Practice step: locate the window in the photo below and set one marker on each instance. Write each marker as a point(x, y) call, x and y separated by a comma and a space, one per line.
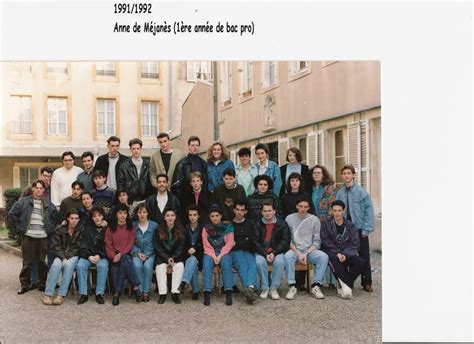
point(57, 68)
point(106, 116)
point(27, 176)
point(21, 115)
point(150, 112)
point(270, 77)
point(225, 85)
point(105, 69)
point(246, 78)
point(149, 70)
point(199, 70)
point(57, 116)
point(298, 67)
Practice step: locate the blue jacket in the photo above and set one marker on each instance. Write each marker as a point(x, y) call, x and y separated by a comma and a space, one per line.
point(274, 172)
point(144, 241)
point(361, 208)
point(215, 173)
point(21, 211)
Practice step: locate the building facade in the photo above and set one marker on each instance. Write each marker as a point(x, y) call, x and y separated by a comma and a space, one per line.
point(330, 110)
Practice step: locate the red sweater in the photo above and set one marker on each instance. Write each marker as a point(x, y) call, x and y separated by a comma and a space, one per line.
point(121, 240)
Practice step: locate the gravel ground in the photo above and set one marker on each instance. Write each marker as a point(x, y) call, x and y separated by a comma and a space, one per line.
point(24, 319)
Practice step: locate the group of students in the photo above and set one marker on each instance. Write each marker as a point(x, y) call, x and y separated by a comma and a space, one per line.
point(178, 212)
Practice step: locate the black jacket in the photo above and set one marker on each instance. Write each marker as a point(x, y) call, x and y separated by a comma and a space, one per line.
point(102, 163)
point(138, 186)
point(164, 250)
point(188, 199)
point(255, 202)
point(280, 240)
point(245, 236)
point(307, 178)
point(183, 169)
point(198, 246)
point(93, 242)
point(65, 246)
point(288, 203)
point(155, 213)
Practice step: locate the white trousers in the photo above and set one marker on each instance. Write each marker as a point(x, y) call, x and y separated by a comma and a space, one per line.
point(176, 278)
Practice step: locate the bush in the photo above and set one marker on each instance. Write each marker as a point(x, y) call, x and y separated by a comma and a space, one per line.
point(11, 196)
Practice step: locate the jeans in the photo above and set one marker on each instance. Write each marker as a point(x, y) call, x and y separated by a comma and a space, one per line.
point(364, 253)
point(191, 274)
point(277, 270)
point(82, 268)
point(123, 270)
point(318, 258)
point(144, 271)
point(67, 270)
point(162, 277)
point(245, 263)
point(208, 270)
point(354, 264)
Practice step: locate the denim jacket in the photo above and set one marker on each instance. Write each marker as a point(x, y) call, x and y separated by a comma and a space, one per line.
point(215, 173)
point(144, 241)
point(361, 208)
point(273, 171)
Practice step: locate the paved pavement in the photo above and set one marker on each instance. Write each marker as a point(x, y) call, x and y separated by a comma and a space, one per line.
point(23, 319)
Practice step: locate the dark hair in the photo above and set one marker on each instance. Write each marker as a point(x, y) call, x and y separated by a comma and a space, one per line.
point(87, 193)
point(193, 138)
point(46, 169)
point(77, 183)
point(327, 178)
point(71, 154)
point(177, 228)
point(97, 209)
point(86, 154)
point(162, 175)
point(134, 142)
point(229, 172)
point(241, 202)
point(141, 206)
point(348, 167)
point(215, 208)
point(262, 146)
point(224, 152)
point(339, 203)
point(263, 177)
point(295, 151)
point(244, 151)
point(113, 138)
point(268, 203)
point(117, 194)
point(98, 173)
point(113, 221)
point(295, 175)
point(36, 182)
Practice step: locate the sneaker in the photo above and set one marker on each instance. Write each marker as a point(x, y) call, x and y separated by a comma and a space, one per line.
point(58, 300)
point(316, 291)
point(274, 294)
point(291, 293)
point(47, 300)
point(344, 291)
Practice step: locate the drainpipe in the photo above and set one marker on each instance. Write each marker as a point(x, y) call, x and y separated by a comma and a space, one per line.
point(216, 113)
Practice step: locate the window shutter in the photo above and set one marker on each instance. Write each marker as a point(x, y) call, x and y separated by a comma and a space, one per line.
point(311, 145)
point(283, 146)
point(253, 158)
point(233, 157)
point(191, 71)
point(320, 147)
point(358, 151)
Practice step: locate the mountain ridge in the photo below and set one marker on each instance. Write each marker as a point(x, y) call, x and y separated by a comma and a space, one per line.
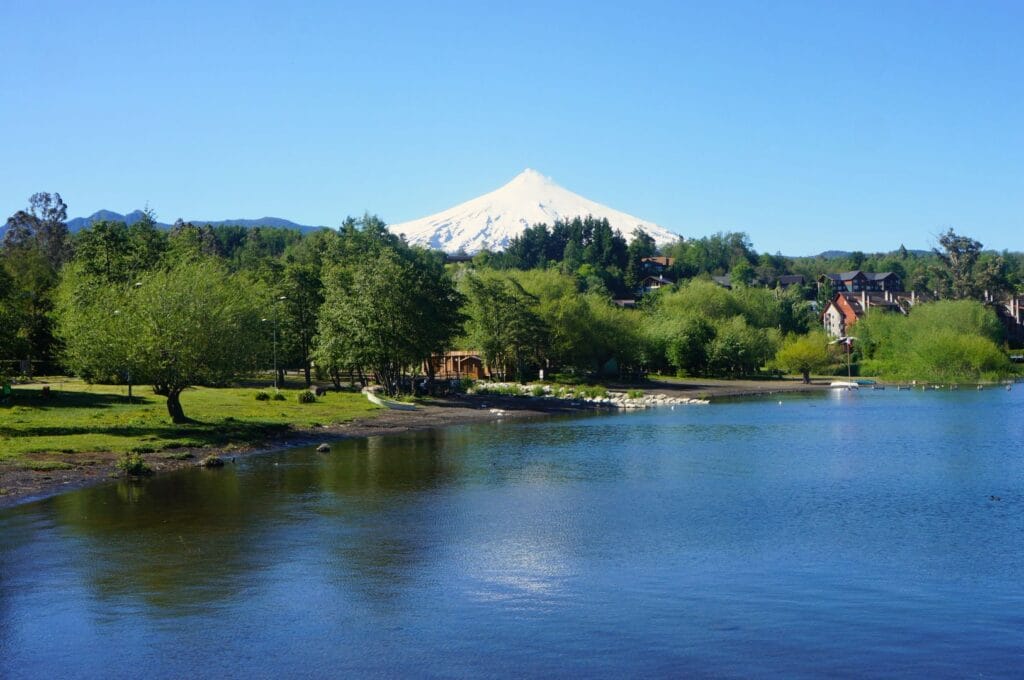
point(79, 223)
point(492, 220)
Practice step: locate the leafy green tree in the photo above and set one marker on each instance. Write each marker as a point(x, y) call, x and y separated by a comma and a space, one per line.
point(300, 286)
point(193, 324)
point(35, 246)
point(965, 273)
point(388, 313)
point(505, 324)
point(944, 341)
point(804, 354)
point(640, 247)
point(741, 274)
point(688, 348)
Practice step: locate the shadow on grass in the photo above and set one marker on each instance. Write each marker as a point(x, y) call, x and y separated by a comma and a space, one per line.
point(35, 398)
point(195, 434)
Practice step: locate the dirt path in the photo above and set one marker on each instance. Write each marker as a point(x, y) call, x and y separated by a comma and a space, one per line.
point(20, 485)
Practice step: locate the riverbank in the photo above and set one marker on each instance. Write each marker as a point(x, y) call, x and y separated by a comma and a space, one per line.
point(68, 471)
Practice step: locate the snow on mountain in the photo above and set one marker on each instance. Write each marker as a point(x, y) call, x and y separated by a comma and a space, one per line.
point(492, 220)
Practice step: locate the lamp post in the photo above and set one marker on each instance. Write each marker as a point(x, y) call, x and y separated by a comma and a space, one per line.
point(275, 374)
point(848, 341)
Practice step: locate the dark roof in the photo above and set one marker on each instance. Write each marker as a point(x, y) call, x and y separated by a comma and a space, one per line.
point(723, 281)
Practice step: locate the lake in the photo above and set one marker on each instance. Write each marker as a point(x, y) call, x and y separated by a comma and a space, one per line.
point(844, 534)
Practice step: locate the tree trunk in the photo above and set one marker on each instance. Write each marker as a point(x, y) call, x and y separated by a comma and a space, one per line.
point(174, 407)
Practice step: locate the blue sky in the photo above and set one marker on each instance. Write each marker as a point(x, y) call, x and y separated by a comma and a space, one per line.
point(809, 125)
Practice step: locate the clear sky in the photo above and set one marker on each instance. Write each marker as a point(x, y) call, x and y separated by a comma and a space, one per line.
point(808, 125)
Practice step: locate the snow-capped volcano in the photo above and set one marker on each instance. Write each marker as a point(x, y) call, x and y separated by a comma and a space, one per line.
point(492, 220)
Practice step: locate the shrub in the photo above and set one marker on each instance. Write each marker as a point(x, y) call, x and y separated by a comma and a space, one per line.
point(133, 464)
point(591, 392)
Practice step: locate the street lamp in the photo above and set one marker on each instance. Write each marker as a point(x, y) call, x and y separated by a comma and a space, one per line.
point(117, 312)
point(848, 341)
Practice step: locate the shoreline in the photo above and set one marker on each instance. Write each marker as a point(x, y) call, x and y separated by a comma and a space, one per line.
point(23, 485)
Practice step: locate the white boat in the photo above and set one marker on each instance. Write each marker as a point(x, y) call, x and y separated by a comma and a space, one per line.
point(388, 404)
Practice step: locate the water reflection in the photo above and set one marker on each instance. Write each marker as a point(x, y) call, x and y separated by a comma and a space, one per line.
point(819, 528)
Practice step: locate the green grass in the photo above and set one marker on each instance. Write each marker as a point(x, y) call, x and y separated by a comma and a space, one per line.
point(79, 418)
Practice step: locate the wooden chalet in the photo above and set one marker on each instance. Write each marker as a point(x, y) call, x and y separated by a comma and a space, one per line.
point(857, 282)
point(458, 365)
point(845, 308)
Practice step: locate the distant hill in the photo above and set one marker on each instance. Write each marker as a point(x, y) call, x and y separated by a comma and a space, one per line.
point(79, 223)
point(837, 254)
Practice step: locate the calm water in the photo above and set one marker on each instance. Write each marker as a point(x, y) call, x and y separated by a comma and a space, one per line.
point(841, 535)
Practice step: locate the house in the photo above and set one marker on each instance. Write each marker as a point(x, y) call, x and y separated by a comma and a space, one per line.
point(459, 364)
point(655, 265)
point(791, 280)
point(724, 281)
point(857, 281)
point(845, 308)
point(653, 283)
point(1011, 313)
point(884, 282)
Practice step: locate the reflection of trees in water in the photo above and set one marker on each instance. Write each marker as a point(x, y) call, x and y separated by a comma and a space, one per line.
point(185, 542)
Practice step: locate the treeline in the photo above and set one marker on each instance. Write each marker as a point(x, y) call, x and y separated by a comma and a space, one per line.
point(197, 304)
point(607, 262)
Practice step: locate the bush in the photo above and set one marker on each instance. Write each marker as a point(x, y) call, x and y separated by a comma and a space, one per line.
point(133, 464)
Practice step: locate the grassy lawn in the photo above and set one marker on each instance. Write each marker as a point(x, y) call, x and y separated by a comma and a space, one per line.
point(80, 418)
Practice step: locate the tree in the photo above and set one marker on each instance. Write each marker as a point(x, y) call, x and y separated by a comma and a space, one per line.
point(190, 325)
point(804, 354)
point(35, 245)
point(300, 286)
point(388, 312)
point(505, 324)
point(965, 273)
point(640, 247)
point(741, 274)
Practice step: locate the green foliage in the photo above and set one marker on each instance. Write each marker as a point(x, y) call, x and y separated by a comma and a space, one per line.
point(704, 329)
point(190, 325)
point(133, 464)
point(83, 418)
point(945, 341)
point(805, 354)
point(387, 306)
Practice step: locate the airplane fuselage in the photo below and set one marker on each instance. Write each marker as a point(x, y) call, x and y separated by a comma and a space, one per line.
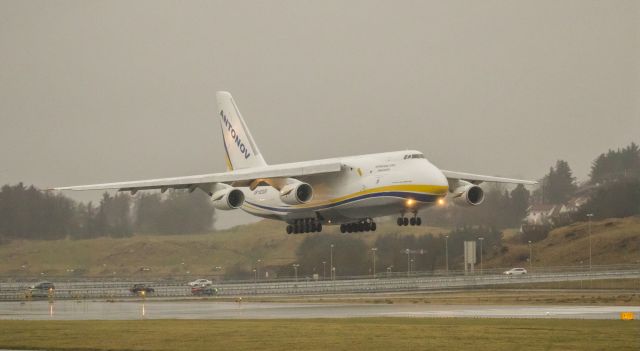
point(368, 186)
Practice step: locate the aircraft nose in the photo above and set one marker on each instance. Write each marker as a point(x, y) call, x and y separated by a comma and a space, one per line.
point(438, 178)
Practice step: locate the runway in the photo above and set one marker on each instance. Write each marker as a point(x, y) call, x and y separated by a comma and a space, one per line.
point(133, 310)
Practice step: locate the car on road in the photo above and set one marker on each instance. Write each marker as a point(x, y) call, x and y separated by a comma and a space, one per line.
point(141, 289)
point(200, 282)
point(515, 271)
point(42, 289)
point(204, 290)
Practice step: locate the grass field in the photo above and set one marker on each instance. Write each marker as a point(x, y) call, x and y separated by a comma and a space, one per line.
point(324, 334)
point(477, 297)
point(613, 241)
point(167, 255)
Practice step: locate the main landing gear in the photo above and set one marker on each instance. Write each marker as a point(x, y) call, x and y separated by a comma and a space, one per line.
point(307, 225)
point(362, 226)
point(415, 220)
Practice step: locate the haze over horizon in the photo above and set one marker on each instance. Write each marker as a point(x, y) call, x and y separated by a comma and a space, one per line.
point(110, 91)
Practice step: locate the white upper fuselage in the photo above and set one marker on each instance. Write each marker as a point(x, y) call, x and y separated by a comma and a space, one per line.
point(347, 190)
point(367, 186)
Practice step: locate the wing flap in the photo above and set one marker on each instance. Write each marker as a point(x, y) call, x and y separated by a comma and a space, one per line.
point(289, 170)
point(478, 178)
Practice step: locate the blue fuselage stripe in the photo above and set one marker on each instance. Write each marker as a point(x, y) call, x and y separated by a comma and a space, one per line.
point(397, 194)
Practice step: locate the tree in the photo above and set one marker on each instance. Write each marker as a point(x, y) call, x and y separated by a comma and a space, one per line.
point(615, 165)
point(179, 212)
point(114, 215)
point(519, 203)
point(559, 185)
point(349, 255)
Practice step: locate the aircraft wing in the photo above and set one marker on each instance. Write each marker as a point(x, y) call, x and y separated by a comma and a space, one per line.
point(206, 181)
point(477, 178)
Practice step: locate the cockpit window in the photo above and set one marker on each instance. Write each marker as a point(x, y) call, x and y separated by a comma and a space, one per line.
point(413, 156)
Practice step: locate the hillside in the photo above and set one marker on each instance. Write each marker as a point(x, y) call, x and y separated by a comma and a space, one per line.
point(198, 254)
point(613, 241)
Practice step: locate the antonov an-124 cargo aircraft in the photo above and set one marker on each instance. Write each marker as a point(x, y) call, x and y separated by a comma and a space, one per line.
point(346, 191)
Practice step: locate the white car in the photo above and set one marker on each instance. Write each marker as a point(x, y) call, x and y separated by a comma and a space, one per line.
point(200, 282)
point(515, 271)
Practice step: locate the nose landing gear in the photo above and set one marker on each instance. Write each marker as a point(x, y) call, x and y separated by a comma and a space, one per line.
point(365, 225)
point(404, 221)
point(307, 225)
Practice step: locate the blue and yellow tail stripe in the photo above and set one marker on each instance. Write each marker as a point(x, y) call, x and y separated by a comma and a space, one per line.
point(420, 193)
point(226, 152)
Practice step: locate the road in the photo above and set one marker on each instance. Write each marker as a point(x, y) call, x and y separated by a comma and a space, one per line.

WRITTEN INSTRUCTION: Can you print the part of the entries that opens with the line containing "Practice step: locate the white trousers" and closes with the line containing "point(176, 278)", reproducing those lines exactly?

REPLY:
Practice step: locate the white trousers in the photo above and set one marker on each instance. Write each marker as a point(x, y) call, x and y separated by a comma and a space, one per line.
point(176, 278)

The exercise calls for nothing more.